---- DATA PROVIDED
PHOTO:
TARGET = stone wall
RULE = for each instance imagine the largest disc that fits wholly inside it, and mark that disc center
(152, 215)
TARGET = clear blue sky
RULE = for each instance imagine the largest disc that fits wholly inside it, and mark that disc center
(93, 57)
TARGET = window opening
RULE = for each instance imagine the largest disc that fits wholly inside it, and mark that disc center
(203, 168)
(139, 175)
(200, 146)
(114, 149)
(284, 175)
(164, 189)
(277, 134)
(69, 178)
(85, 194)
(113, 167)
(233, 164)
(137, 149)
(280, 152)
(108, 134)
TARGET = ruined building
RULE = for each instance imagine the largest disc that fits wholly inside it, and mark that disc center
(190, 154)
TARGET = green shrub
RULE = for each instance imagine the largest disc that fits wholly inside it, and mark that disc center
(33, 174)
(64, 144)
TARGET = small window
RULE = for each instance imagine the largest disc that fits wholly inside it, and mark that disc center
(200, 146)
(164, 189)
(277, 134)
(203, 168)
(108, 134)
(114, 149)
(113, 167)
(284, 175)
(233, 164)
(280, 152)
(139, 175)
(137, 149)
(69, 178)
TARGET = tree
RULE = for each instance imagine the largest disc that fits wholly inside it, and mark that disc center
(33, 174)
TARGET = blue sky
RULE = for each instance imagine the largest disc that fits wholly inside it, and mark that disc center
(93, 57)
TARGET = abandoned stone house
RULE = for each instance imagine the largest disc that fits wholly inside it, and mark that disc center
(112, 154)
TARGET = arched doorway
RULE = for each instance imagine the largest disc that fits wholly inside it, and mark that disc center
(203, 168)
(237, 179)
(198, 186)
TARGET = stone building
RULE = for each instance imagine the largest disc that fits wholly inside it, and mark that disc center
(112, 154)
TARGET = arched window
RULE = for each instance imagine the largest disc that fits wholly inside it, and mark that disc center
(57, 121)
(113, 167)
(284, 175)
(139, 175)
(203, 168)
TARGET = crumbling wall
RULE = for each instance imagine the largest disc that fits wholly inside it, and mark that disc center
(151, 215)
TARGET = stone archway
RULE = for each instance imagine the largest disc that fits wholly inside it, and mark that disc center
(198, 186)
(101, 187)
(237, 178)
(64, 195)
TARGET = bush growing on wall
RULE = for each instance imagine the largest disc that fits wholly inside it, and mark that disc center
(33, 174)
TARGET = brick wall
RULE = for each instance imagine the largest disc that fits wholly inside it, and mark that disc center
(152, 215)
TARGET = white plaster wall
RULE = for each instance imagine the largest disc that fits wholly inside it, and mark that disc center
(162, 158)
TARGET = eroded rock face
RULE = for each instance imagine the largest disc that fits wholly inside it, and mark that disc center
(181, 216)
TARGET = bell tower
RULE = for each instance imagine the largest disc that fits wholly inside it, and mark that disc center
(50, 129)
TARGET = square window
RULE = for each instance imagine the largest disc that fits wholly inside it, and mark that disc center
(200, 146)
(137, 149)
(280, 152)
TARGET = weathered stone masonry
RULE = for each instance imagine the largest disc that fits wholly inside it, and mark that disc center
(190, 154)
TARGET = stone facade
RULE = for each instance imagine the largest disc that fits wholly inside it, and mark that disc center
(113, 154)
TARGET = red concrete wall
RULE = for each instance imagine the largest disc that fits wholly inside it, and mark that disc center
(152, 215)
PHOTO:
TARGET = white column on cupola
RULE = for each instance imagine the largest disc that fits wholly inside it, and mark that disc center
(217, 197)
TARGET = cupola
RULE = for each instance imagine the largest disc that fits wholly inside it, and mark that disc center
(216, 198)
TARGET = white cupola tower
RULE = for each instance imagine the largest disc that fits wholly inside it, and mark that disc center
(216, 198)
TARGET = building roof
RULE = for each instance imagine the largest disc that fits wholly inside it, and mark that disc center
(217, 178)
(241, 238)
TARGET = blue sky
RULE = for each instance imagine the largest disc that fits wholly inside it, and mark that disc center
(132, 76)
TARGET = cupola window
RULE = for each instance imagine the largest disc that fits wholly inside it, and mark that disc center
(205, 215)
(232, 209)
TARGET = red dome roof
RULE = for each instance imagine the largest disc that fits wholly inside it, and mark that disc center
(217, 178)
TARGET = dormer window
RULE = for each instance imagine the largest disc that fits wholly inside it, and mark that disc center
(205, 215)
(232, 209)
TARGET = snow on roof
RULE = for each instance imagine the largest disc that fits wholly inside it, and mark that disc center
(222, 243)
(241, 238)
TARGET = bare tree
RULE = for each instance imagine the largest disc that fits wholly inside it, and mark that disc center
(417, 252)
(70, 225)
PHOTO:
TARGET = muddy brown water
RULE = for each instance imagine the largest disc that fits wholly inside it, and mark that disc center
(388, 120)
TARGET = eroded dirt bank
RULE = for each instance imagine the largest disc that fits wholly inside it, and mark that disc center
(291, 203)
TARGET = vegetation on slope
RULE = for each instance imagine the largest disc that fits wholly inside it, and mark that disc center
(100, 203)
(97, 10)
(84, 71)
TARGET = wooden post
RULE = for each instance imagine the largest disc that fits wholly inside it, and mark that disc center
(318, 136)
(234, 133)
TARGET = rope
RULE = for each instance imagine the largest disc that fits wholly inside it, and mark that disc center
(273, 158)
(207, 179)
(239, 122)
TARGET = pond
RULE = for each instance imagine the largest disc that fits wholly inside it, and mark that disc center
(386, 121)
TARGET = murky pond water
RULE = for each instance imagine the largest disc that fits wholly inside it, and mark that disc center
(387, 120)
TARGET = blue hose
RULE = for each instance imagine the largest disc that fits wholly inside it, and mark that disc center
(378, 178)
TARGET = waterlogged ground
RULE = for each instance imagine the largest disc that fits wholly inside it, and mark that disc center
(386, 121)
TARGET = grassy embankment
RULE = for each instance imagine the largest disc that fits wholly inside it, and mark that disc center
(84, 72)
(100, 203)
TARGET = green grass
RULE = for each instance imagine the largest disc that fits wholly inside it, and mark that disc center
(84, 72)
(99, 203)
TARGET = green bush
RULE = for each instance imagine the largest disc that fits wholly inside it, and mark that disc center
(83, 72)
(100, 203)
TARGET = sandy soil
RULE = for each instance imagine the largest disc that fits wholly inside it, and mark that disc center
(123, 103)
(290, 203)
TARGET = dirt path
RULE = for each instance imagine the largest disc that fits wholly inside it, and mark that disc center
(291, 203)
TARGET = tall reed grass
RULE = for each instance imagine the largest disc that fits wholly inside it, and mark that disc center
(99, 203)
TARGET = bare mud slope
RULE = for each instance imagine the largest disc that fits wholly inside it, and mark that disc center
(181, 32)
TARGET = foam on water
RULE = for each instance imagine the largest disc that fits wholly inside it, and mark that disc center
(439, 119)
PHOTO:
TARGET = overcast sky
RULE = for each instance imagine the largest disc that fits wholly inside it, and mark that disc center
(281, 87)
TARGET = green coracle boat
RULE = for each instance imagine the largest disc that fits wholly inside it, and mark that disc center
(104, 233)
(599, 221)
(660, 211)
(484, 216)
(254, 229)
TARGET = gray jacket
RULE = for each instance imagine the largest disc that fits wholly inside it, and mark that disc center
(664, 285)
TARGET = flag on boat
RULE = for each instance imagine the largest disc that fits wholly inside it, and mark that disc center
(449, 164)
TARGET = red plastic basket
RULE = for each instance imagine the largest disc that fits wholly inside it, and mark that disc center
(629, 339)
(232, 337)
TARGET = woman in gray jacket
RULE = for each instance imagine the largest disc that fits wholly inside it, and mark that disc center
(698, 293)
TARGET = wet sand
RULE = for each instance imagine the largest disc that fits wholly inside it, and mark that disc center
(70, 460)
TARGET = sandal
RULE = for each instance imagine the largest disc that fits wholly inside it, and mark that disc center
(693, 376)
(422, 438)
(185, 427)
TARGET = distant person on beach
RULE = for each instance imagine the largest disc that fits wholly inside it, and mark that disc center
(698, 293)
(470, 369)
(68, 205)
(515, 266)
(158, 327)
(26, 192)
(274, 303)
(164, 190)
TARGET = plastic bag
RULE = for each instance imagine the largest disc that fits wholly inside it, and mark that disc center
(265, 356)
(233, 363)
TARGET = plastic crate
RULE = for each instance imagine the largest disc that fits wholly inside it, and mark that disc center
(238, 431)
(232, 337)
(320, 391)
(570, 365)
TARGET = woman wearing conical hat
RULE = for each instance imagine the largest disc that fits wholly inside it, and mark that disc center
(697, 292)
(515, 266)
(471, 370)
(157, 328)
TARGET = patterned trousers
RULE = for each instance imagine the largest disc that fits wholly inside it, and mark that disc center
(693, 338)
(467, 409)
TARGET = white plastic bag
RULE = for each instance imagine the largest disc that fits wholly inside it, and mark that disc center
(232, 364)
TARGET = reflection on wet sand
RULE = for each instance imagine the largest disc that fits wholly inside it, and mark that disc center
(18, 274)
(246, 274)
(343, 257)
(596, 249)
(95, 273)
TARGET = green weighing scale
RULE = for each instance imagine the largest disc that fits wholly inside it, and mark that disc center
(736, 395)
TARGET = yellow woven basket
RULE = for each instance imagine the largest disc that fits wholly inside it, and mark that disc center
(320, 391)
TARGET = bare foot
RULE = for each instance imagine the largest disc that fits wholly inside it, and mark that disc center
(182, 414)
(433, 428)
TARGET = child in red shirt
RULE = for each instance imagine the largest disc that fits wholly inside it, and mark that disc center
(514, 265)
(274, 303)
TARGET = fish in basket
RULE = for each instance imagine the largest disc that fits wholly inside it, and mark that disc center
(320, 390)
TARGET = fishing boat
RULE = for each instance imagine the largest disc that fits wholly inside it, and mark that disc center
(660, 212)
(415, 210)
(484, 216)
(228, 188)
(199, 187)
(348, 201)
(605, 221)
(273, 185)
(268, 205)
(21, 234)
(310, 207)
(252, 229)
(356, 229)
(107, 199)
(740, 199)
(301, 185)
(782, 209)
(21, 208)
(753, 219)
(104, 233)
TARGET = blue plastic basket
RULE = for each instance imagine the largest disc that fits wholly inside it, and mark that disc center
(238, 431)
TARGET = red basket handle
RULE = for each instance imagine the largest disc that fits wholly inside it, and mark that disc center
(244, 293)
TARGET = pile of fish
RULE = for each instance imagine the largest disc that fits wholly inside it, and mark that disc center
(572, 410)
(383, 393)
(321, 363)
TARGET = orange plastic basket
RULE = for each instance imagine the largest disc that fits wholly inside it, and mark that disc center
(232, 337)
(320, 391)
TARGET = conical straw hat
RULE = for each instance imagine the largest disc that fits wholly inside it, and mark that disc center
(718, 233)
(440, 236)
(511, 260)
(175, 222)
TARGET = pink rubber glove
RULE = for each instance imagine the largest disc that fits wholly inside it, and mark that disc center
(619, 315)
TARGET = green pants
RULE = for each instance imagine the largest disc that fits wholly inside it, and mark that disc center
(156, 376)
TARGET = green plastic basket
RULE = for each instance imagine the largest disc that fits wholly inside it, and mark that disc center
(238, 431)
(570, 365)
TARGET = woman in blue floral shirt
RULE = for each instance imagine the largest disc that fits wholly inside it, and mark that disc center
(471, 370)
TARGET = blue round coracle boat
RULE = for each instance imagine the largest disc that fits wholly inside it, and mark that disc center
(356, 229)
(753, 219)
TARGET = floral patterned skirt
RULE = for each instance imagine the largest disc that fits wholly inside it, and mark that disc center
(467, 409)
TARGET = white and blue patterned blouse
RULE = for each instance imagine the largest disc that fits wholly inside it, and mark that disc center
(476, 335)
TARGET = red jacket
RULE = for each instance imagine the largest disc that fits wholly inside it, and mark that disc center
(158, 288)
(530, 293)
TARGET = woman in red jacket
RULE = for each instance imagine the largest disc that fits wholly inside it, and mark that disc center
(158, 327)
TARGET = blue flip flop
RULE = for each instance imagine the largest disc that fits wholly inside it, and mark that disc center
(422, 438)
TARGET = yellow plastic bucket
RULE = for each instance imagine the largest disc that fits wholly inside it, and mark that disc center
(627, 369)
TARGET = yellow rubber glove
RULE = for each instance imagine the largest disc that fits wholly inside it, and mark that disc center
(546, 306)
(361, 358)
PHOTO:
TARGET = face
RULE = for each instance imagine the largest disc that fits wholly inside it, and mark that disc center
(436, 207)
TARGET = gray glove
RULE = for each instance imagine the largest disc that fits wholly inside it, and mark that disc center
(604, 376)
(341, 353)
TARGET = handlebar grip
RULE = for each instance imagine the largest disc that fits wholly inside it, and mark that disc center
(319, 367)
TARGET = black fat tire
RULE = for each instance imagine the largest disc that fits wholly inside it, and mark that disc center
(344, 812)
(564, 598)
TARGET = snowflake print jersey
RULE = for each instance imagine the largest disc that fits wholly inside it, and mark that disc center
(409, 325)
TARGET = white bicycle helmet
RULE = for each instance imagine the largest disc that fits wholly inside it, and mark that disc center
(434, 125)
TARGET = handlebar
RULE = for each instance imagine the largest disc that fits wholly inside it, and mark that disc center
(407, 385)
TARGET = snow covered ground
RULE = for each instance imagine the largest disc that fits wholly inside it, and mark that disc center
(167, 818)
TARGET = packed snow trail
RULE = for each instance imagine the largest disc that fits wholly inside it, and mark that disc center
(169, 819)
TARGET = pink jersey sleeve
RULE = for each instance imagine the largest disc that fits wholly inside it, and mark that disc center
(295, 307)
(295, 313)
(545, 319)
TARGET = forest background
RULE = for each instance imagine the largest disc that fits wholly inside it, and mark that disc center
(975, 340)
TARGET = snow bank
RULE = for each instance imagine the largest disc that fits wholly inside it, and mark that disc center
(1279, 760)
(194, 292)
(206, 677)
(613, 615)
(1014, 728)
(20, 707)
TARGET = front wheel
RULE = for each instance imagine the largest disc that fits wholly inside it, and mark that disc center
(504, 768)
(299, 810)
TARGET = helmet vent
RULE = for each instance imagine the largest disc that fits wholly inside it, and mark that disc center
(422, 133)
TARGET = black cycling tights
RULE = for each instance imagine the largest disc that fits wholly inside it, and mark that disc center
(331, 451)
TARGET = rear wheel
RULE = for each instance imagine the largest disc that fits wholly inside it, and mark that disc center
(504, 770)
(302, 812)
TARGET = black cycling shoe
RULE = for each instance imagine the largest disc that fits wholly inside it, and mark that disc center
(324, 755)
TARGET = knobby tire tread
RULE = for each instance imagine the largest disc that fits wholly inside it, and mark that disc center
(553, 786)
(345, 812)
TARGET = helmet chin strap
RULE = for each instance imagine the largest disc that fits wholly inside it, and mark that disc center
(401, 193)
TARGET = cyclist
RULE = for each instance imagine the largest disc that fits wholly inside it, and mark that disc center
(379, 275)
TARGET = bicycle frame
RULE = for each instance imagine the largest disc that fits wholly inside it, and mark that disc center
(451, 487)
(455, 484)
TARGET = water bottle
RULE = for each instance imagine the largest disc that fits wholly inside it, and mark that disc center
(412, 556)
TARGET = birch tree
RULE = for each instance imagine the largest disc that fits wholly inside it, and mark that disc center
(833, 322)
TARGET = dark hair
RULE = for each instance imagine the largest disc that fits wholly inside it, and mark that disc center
--------
Reproduce the listing above exactly from the line containing "TARGET = helmet vent" through its last line, with both of those lines included.

TARGET = helmet vent
RULE = for each instance imagine the largest disc that fits wholly inside it, and mark that disc center
(422, 133)
TARGET = black cycling tights
RULE = for each instance imagine the largest disc that fits wholly inside it, and mark that disc center
(331, 451)
TARGET = rear wheel
RULE = for each instance imagine the largest disc that fits wholly inside it, and mark that disc center
(504, 770)
(302, 812)
TARGET = black cycling shoe
RULE = for each instance imagine the largest disc that fits wholly inside it, and mark that disc center
(324, 755)
TARGET = knobby tire tread
RULE = for each instance imagine the largest disc that fits wholly inside it, and mark that disc center
(553, 786)
(345, 812)
TARGET = helmet chin strap
RULE = for each instance imagine the largest disc that fits wholly inside it, and mark that disc center
(401, 193)
TARGET = cyclist
RULE = for each instance imagine the largest disc that fits wholly inside it, and mark that disc center
(379, 275)
TARGET = bicycle frame
RULE = for each instance imagine the largest disc that fits wholly inside it, and mark that disc center
(451, 487)
(455, 484)
TARGET = water bottle
RULE = for each instance imagine the largest disc that fits wholly inside it, and mark that disc center
(412, 556)
TARGET = birch tree
RULE = for each instance imagine the largest disc that fits wholly inside it, and mark that disc center
(833, 322)
TARGET = dark hair
RULE = for each instance imagine the largest disc that fits wholly inside it, and mark that disc center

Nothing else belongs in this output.